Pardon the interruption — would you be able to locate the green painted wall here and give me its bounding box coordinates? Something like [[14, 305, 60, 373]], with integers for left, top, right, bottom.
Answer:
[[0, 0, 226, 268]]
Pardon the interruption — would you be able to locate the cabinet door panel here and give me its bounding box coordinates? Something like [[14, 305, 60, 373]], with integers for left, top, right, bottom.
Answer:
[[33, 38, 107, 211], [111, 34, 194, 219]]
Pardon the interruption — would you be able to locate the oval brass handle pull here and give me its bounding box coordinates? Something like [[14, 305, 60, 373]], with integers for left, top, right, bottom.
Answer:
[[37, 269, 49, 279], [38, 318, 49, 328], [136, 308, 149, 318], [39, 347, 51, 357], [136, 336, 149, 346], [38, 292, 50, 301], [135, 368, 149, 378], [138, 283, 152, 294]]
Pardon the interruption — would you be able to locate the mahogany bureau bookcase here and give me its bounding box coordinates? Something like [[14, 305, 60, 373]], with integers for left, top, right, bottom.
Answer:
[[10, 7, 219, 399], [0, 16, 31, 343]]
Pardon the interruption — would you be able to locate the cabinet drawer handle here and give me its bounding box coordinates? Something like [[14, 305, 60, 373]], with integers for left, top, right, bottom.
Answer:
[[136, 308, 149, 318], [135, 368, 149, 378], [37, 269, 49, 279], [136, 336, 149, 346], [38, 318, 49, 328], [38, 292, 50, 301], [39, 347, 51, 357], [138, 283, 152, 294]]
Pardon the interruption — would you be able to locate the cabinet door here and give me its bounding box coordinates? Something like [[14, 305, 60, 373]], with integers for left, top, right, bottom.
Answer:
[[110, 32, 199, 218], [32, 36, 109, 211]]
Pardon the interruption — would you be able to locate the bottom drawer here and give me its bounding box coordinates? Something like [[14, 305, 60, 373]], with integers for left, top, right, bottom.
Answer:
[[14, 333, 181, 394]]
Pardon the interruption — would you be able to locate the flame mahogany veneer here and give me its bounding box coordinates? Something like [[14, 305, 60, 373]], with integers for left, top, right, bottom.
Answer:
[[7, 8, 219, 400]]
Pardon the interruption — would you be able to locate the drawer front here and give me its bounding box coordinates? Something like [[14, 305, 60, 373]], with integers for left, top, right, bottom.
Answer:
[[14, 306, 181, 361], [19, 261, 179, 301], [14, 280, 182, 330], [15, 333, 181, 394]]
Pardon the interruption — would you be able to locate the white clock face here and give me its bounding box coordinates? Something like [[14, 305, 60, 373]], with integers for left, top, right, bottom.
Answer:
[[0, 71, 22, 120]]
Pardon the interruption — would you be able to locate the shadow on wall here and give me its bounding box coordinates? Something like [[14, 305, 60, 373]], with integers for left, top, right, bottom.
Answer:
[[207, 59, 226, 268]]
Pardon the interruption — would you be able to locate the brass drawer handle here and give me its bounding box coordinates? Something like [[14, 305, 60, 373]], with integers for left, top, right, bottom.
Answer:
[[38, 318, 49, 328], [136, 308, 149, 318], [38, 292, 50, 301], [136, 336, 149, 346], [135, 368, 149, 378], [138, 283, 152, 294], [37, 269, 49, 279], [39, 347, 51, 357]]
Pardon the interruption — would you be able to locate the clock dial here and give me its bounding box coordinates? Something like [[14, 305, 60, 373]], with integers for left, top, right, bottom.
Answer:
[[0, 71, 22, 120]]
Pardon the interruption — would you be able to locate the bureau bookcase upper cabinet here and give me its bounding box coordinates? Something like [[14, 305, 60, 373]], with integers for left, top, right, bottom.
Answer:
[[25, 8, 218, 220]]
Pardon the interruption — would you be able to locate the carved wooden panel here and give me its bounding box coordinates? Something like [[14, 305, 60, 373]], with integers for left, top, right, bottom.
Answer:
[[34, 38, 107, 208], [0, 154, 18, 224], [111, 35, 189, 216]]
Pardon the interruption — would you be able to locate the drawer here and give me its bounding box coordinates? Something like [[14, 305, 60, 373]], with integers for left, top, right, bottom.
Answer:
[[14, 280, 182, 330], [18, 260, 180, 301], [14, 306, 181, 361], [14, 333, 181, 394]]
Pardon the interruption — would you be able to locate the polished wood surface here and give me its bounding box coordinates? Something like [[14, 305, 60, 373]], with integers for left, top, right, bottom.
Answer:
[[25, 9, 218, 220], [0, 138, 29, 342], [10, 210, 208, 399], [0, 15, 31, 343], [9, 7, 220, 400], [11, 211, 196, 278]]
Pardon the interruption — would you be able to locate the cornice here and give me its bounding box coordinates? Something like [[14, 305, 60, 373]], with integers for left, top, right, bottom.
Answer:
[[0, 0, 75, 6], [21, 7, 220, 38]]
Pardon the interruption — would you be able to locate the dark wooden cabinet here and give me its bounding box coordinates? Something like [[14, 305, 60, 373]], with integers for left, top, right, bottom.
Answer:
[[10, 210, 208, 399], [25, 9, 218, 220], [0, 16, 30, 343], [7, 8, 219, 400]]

§ §

| What to work on |
Please write out the whole listing above again, reproducing every line without a single change.

| Full output |
Pardon the interruption — would you be able to locate the green painted wall here and give me its bounding box coordinates? Something like [[14, 305, 60, 373]], with integers for left, top, right, bottom.
Answer:
[[0, 0, 226, 268]]
Pardon the interruption — would you be able to locate the cabinet door panel here and give me its bounding box coordinates? Something like [[14, 305, 60, 373]], with integers for left, top, right, bottom.
Answer:
[[33, 38, 107, 211], [111, 34, 194, 219]]
Pardon the interruption — would you be able to locate the oval brass handle pull here and give me its bounding box coordinates? Something like [[14, 305, 60, 373]], with integers for left, top, right, bottom.
Answer:
[[37, 269, 49, 279], [38, 318, 49, 328], [136, 308, 149, 318], [39, 347, 51, 357], [136, 336, 149, 346], [38, 292, 50, 301], [135, 368, 149, 378], [138, 283, 152, 294]]
Pardon the interruption — would you be able to locate the mahogany bureau bookcase here and give me its bounding box coordinates? Something like [[14, 305, 60, 373]], with integers for left, top, right, bottom.
Answer:
[[10, 7, 219, 399], [0, 16, 31, 343]]
Pardon the interruption — would you be able to locate the cabinet drawer handle here and give me its bounding box coordinates? Something like [[14, 305, 60, 373]], with integers for left, top, right, bottom.
Answer:
[[136, 308, 149, 318], [135, 368, 149, 378], [37, 269, 49, 279], [136, 336, 149, 346], [38, 318, 49, 328], [38, 292, 50, 301], [39, 347, 51, 357], [138, 283, 152, 294]]
Pardon the interruption — would you be able to locate the cabinet door here and give me its bounding box coordinates? Something like [[14, 305, 60, 373]], with integers for left, top, right, bottom.
Answer:
[[110, 32, 199, 218], [32, 36, 109, 211]]
Pardon the interruption — would you be able to locate the bottom drawer here and give me its bounding box coordinates? Something like [[14, 305, 60, 373]], with integers for left, top, right, bottom.
Answer:
[[14, 333, 181, 394]]
Pardon the interruption — would you be able to locate the flame mahogany veneer here and give me its bounding box coordinates? Something like [[14, 305, 60, 373]], with integers for left, top, right, bottom.
Answer:
[[7, 8, 219, 400]]
Pardon the interruption — would you be able to locate the drawer front here and give me its bounding box coordinates? Something like [[14, 305, 60, 373]], with integers for left, top, right, bottom.
Answer:
[[14, 306, 181, 361], [19, 261, 179, 301], [14, 280, 182, 330], [15, 333, 181, 394]]
Pardon the interruption — would you be able to locate the white clock face here and give me its bounding box coordinates? Something like [[14, 305, 60, 373]], with integers for left, top, right, bottom.
Answer:
[[0, 71, 22, 120]]
Pardon the interruption — would you be able to locate the shadow on wall here and give me its bounding box coordinates? Something like [[14, 305, 60, 373]], with integers for left, top, right, bottom.
Answer:
[[207, 59, 226, 268]]
Pardon the interruption — would you be able to locate the brass drawer handle here and give me its bounding box coordinates? Something like [[14, 305, 60, 373]], with integers for left, top, right, bottom.
Answer:
[[38, 318, 49, 328], [136, 308, 149, 318], [38, 292, 50, 301], [136, 336, 149, 346], [135, 368, 149, 378], [138, 283, 152, 294], [37, 269, 49, 279], [39, 347, 51, 357]]
Pardon the interruption — would you be able to locate the clock dial here and give me its bounding box coordinates? Something like [[14, 305, 60, 373]], with integers for left, top, right, bottom.
Answer:
[[0, 71, 22, 120]]
Pardon the interruption — would you be able to locate the bureau bookcase upper cabinet here and give me its bounding box coordinates? Something like [[14, 305, 60, 373]], with integers for left, top, right, bottom.
Answer:
[[25, 8, 218, 220]]
Pardon the interruption — would you be able to locate the carved wooden panel here and give me its bounding box coordinates? Something like [[14, 305, 60, 373]], with integers for left, top, right, bottom.
Answer:
[[34, 38, 107, 208], [0, 154, 18, 224], [111, 35, 189, 216]]
Pardon the interruption — would you be able to locate the drawer here and give me its bounding box coordinates? Something like [[14, 305, 60, 373]], with integers for left, top, right, bottom.
Answer:
[[14, 280, 182, 330], [18, 260, 180, 301], [14, 306, 181, 361], [14, 333, 181, 394]]
Pardon the interruption — would you be able to locate the polished wood surface here and give me its bounding box coordinates? Something like [[14, 305, 60, 373]], with integers for left, top, right, bottom.
Answer:
[[25, 9, 218, 220], [0, 138, 29, 342], [10, 210, 208, 399], [0, 15, 31, 343], [9, 7, 220, 400], [11, 211, 196, 278]]
Pardon the interruption — would you be able to locate the cornice here and give me its bounding box coordinates? Something like [[14, 305, 60, 373]], with integers for left, top, right, bottom.
Answer:
[[0, 0, 75, 6], [21, 7, 220, 38]]
Pardon the interruption — would you be able to locate the dark wooden cabinet here and give me its bounding box coordinates? Something like [[14, 305, 60, 373]], with integers for left, top, right, bottom.
Answer:
[[10, 210, 208, 399], [25, 9, 218, 220], [0, 16, 30, 343], [7, 8, 219, 400]]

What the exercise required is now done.